EXTRACT TO READ:
start

# If you were to be a Sensor, which would you be?



## Gengbanghis Khan

Say you had your pick of any sensor type, which would you pick?

I would pick either ISTP or ESFP. As far as sensors go, I find I relate best with ISTP's. ESFP a close second.


----------



## Trope

I'd choose to be an ISTP.


----------



## εmptε

*ISTP :crazy:*


----------



## mcgooglian

ISTPs are awesome aren't they?


----------



## de l'eau salée

ISFP! Who knows, I may already be one. But if I'm not, I think that I wouldn't mind being one . Woo


----------



## Dr. Metallic

Surreal Breakfast said:


> If I had to pick one, ESFP, even though my IQ may drop by half


Ooh, there is method to your madness, Sir, and you are quite correct :laughing:

I chose ESFJ. Why not try some fun?


----------



## de l'eau salée

JoeMetallic said:


> Ooh, there is method to your madness, Sir, and you are quite correct :laughing:
> 
> I chose ESFJ. Why not try some fun?


Oh god, please no. *hides from Joe*


----------



## Dr. Metallic

Silhouetree said:


> Oh god, please no. *hides from Joe*


Mwahahahahaha!!!! Come here, INFP, and let me ESFJ you!!!


----------



## mcgooglian

JoeMetallic said:


> Mwahahahahaha!!!! Come here, INFP, and let me ESFJ you!!!


and then I shall ISTP him once you're done.


----------



## Surreal Breakfast

JoeMetallic said:


> Ooh, there is method to your madness, Sir, and you are quite correct :laughing:
> 
> I chose ESFJ. Why not try some fun?


It's the Salvidorius Dalius method, don't try such a method after Labour Day

I chose ESFP because they're the party animals, something I'm not haha, so I'm sure ESFs have alot of fun.


----------



## snail

ISFP, but I also considered ISTJ and ESFP. I decided on ISFP because at least I could keep my Fi.


----------



## Gengbanghis Khan

Damn you NF's. This poll was only meant for NT's.


----------



## Trope

Gengbanghis Khan said:


> Damn you NF's. This poll was only meant for NT's.


Next time add an "I'm not an NT" option.

end

CHALLENGE:
Reproduce the passage of the thread on picking a sensor type, starting with "Say you had" and going on through "a close second.".

Records from a data collection
start

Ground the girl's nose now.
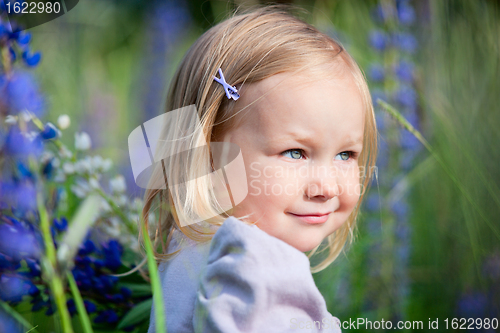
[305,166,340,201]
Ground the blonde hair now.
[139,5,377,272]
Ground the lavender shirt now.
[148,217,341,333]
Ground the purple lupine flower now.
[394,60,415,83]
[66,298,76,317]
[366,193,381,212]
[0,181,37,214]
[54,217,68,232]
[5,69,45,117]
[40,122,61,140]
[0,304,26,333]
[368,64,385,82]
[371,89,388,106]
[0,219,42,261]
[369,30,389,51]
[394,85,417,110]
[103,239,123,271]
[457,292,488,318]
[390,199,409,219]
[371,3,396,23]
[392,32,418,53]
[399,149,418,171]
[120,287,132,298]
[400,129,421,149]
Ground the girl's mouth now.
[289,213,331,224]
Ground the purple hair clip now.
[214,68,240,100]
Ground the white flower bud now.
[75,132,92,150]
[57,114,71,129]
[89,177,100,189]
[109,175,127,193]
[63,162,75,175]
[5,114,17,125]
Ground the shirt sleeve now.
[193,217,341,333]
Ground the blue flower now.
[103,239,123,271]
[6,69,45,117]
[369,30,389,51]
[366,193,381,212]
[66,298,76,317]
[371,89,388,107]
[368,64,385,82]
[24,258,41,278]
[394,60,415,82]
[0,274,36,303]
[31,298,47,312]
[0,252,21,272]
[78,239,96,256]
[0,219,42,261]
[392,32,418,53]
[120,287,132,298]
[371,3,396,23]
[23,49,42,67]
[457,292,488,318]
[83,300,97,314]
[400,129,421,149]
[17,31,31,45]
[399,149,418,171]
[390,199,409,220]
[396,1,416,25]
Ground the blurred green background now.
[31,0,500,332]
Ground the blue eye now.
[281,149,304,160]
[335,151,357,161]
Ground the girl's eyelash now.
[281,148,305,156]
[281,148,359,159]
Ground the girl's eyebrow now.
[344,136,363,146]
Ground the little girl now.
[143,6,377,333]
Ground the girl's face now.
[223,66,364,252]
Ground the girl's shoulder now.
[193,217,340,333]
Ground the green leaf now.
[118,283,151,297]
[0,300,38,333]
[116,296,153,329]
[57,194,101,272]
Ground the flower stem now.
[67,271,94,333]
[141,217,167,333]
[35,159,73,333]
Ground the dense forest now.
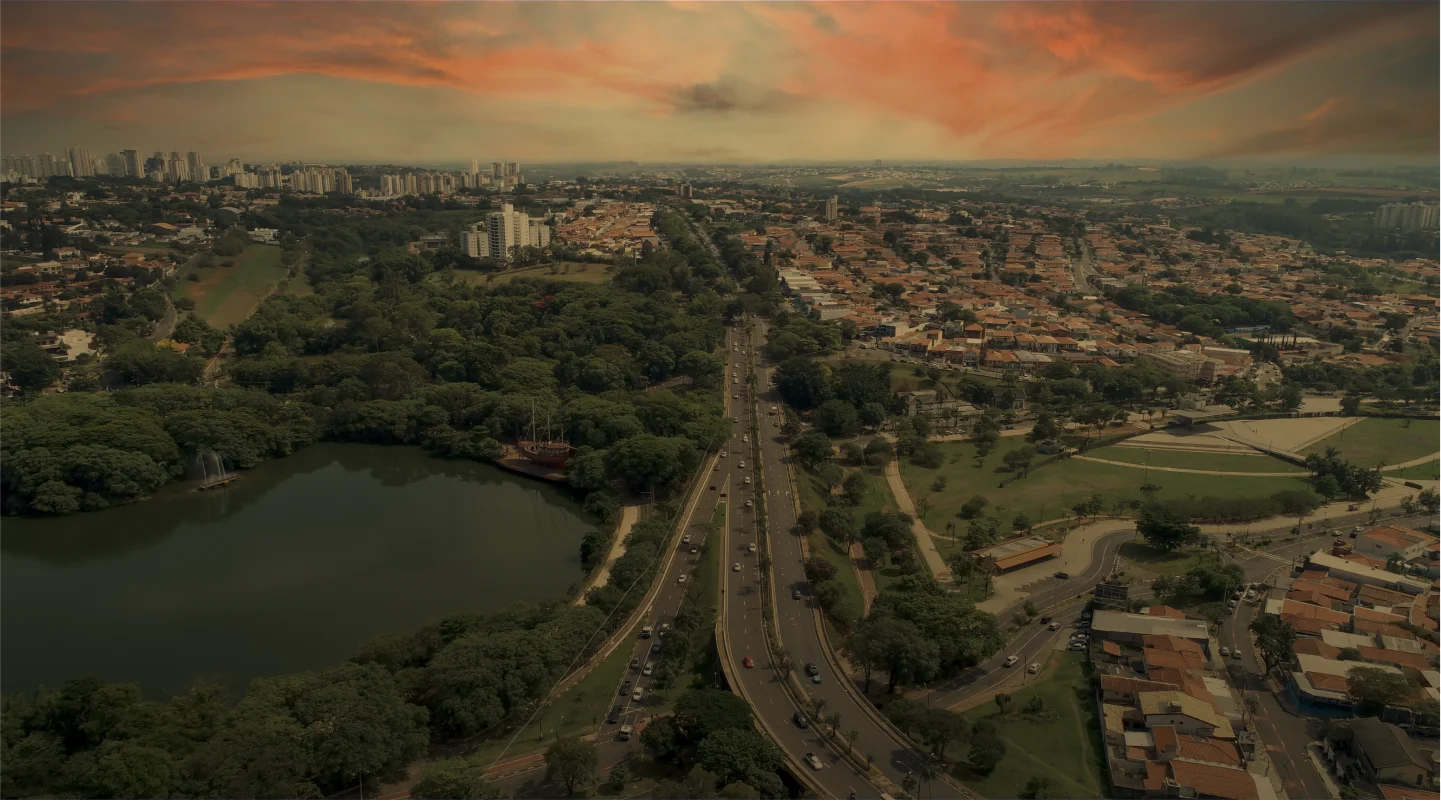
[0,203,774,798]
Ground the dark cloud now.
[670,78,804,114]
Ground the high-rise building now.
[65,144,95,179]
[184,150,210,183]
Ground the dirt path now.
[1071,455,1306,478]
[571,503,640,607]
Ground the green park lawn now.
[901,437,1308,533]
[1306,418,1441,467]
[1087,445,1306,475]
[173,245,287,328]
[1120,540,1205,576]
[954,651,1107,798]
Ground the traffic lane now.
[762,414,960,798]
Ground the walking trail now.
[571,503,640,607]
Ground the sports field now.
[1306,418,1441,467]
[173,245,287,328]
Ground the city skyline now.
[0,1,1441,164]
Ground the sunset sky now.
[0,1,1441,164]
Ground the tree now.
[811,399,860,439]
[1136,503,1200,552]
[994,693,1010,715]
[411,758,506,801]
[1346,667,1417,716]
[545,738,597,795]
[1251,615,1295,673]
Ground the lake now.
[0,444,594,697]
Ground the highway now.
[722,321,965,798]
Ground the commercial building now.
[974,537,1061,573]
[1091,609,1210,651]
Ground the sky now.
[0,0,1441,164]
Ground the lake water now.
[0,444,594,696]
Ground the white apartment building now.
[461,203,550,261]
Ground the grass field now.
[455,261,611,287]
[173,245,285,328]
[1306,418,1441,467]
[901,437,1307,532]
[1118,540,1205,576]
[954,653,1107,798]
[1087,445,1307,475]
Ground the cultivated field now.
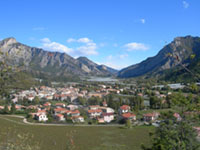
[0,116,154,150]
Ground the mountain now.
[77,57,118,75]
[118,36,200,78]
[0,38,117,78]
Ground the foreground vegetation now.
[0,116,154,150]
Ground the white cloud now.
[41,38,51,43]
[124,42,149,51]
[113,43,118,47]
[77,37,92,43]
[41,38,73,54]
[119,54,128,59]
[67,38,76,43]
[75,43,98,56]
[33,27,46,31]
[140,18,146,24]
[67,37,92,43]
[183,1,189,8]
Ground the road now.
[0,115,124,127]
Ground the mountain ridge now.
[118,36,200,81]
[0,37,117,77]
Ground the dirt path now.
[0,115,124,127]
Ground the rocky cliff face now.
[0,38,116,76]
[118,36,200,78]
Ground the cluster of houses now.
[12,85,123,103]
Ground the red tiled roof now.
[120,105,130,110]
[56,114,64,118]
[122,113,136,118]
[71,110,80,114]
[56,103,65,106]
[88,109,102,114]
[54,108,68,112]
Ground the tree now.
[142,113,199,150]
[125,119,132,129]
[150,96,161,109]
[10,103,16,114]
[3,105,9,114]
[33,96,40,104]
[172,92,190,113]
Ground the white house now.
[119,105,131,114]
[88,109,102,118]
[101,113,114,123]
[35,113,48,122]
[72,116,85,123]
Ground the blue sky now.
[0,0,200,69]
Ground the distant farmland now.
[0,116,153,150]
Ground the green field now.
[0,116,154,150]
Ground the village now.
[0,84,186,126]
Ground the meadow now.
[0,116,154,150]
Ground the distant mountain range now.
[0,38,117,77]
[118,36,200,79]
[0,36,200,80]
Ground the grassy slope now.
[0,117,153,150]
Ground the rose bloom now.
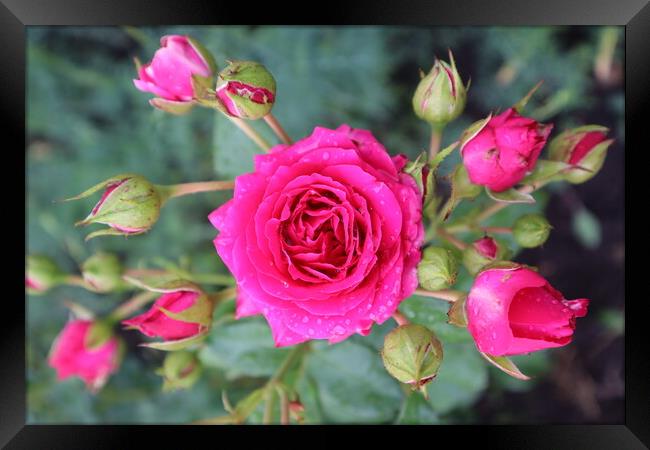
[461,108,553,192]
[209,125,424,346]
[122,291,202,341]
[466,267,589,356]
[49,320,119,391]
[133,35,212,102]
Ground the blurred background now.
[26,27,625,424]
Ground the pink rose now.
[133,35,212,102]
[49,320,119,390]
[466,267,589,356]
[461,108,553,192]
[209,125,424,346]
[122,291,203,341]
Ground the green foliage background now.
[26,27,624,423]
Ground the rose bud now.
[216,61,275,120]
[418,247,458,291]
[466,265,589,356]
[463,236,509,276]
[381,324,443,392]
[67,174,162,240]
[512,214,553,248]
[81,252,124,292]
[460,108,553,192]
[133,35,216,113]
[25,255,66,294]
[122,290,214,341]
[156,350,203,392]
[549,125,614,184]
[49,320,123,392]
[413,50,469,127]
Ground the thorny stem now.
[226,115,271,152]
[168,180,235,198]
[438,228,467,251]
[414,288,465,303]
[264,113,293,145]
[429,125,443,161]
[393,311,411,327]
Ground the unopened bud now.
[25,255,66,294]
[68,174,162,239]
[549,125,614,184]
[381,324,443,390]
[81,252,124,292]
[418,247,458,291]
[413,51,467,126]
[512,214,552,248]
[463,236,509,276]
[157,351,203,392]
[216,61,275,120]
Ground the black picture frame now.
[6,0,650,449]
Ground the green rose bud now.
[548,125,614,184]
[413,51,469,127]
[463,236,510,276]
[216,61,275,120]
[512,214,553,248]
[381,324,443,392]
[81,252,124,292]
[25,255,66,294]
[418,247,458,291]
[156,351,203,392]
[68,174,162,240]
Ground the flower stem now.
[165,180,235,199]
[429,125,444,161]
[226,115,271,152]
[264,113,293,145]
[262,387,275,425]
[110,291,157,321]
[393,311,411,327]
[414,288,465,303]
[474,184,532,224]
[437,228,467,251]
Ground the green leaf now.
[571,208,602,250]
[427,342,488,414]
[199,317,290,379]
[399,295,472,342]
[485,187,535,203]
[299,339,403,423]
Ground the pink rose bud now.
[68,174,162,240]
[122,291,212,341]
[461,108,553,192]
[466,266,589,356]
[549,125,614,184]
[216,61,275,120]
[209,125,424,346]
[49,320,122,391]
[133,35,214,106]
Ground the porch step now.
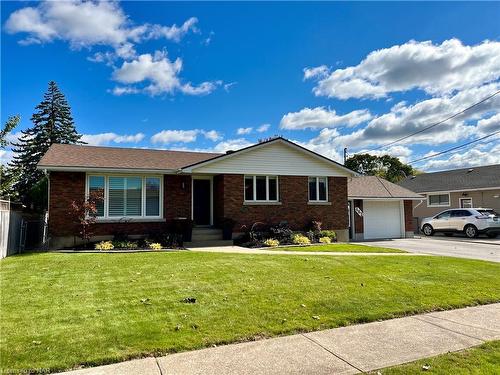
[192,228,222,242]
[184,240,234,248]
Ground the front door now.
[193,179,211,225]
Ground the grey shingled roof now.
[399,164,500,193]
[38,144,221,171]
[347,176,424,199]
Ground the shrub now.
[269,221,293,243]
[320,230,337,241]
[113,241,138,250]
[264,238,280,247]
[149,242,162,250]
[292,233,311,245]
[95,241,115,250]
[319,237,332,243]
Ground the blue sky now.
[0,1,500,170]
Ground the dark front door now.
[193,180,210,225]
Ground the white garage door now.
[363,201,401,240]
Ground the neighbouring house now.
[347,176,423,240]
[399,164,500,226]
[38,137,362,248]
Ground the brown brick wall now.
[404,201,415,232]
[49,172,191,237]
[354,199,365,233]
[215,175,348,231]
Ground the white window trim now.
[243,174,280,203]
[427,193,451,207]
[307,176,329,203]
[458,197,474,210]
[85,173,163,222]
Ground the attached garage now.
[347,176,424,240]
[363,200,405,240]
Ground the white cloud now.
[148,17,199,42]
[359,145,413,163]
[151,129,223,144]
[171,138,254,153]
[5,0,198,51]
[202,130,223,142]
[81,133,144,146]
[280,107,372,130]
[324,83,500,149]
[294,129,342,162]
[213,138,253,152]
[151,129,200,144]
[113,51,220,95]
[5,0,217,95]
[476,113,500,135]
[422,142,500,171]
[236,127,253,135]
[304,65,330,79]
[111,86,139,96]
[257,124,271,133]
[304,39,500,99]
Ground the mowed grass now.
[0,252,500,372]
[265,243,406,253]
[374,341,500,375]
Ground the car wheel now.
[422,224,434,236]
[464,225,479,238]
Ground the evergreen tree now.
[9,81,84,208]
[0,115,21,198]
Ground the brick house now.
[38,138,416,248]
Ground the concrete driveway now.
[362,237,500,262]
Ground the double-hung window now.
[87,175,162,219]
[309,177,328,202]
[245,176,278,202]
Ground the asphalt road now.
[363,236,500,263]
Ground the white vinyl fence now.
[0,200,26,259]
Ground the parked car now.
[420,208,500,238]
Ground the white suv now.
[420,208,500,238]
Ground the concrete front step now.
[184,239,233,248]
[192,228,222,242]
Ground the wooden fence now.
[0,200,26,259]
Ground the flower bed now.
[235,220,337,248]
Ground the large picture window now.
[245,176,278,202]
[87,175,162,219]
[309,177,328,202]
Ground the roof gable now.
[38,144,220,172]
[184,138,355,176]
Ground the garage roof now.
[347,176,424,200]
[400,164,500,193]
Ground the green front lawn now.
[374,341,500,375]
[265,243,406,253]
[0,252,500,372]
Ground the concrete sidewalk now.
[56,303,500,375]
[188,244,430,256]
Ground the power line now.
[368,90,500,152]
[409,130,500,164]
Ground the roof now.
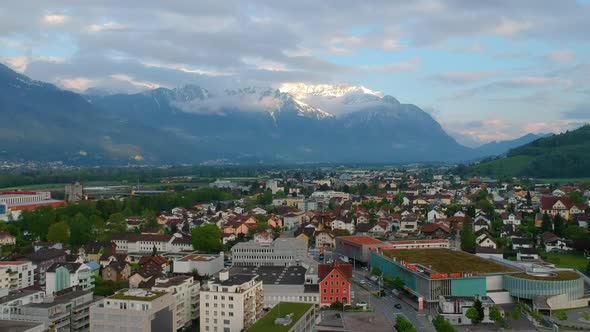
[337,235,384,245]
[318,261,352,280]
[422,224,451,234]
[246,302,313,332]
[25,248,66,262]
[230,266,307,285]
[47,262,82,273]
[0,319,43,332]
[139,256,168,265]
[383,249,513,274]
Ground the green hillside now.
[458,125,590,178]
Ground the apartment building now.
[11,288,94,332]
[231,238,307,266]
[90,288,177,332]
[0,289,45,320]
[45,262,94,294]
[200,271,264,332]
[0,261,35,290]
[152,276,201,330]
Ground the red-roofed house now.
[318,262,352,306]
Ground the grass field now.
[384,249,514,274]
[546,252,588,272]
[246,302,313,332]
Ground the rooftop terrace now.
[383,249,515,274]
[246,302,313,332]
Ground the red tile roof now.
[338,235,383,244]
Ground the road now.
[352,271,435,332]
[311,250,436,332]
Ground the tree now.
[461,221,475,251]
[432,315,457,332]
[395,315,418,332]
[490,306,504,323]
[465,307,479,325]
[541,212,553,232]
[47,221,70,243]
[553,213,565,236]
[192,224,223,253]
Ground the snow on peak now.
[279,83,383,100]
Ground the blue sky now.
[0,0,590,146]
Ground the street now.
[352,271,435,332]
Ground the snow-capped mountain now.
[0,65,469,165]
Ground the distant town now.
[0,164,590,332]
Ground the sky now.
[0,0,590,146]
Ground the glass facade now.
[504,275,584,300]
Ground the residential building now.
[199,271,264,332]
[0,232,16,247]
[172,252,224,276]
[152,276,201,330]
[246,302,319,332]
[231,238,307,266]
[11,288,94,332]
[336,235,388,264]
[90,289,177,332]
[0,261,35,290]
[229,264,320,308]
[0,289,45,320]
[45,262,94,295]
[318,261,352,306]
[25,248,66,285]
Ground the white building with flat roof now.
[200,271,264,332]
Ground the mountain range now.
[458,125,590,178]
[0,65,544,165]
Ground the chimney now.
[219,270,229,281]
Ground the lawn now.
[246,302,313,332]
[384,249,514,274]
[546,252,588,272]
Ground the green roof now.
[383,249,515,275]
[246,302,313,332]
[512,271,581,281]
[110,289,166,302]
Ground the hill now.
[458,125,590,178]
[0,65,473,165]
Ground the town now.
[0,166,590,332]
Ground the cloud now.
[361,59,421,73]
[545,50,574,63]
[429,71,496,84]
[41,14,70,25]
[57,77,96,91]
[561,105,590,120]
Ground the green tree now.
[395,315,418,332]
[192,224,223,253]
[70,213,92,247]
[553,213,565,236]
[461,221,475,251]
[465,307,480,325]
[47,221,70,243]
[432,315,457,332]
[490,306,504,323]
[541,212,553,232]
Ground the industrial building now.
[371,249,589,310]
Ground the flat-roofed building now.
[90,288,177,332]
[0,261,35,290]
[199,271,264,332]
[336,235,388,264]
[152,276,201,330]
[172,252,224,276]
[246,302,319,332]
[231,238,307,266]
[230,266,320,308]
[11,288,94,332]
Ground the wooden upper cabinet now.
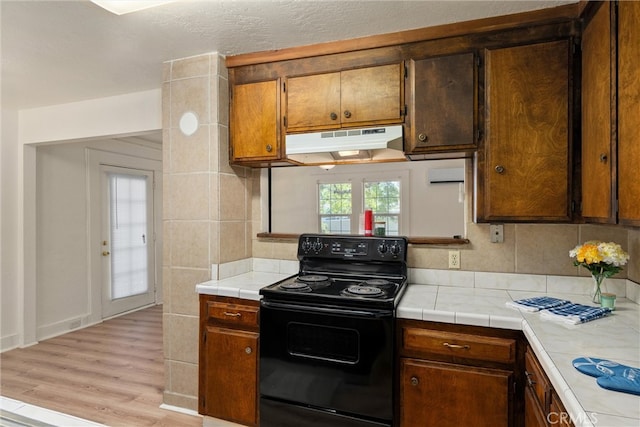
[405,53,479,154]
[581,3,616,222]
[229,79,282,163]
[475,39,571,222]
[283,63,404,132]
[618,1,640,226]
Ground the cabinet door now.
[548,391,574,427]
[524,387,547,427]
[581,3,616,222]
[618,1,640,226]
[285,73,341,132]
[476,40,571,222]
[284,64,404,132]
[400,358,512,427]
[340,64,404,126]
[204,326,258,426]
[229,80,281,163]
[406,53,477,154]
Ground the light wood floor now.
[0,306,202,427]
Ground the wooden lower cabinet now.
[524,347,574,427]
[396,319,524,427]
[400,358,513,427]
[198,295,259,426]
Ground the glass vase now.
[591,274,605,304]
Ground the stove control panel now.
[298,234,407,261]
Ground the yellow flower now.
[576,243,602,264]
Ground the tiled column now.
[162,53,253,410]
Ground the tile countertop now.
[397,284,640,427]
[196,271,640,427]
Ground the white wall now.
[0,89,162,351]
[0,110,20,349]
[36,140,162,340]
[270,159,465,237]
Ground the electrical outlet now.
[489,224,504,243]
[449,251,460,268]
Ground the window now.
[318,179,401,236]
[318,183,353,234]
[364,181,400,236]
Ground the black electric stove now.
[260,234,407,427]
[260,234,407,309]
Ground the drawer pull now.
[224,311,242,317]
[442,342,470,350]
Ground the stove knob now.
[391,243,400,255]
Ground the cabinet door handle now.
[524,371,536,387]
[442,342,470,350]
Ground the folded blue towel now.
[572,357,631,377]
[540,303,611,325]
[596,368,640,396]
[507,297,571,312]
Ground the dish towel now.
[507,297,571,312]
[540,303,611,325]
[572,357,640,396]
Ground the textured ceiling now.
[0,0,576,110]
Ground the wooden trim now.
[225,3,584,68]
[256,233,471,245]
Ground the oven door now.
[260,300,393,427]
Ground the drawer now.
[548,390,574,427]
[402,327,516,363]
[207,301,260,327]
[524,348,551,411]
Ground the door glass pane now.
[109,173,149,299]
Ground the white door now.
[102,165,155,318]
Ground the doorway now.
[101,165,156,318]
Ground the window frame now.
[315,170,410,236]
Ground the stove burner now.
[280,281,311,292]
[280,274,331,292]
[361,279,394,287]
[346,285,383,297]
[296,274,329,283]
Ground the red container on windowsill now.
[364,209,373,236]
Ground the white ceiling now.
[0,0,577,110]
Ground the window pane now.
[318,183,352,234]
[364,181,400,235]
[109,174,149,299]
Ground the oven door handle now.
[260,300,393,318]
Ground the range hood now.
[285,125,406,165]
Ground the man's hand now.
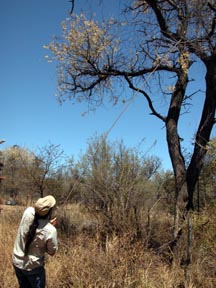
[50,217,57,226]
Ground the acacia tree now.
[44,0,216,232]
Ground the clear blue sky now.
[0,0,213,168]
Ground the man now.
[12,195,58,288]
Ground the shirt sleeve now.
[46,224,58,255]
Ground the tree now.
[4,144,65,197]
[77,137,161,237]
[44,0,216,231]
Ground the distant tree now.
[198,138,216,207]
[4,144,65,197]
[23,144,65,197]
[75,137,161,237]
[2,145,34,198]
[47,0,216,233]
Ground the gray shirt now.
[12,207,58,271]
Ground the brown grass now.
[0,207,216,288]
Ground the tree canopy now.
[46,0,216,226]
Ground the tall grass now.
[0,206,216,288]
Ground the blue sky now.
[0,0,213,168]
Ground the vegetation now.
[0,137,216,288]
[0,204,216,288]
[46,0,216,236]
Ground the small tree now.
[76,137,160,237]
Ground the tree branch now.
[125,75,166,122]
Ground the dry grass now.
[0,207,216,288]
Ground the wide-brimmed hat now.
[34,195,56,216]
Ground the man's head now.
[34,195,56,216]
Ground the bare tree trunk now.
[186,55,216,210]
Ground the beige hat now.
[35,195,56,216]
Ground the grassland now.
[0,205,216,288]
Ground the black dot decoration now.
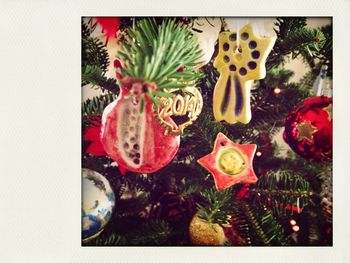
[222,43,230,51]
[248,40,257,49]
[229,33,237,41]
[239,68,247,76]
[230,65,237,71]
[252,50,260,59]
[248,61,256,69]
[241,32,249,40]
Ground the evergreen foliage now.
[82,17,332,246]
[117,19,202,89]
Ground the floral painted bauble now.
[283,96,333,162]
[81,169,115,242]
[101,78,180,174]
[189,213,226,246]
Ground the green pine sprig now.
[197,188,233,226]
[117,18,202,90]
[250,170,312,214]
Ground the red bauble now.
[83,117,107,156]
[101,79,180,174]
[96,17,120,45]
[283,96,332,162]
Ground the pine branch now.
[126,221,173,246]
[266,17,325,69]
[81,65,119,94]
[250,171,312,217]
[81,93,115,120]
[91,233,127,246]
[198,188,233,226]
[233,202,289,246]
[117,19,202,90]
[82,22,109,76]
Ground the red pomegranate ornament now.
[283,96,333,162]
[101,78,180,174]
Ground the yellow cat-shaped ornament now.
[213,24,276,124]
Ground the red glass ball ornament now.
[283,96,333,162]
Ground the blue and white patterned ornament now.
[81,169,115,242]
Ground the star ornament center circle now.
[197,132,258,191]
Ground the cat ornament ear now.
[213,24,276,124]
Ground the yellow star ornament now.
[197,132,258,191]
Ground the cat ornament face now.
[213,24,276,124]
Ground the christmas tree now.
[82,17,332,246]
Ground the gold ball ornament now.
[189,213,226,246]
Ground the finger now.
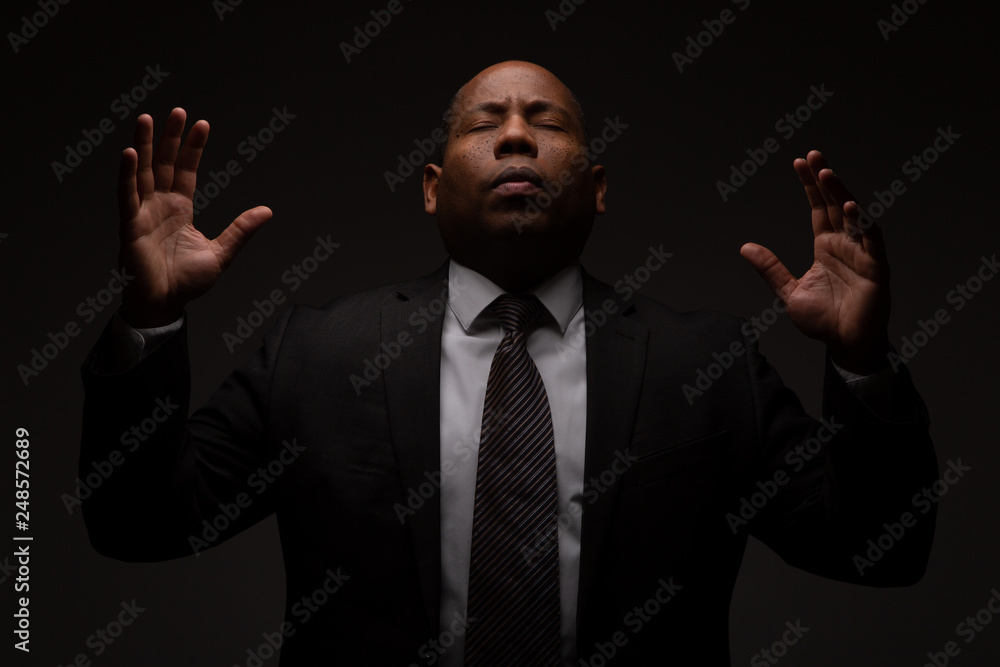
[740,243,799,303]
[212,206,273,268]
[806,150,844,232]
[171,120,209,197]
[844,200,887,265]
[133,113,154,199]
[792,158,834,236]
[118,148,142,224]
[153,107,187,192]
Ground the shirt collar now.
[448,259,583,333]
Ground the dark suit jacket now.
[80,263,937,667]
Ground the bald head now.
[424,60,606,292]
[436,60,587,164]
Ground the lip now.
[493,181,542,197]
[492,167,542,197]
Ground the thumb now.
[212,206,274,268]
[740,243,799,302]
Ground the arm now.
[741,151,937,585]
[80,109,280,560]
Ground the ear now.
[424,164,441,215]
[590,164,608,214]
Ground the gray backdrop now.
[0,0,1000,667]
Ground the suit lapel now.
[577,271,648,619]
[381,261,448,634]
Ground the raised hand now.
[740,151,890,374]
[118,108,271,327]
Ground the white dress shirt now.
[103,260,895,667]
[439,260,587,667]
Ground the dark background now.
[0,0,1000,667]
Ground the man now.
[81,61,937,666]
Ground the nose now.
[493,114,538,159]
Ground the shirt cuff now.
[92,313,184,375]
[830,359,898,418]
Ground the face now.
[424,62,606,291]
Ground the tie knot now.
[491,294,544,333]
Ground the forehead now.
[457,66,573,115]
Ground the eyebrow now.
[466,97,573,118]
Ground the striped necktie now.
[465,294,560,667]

end

EXERCISE RESULT:
Say you had your pick of any sensor type, which would you pick?

I would pick either ISTP or ESFP. As far as sensors go, I find I relate best with ISTP's. ESFP a close second.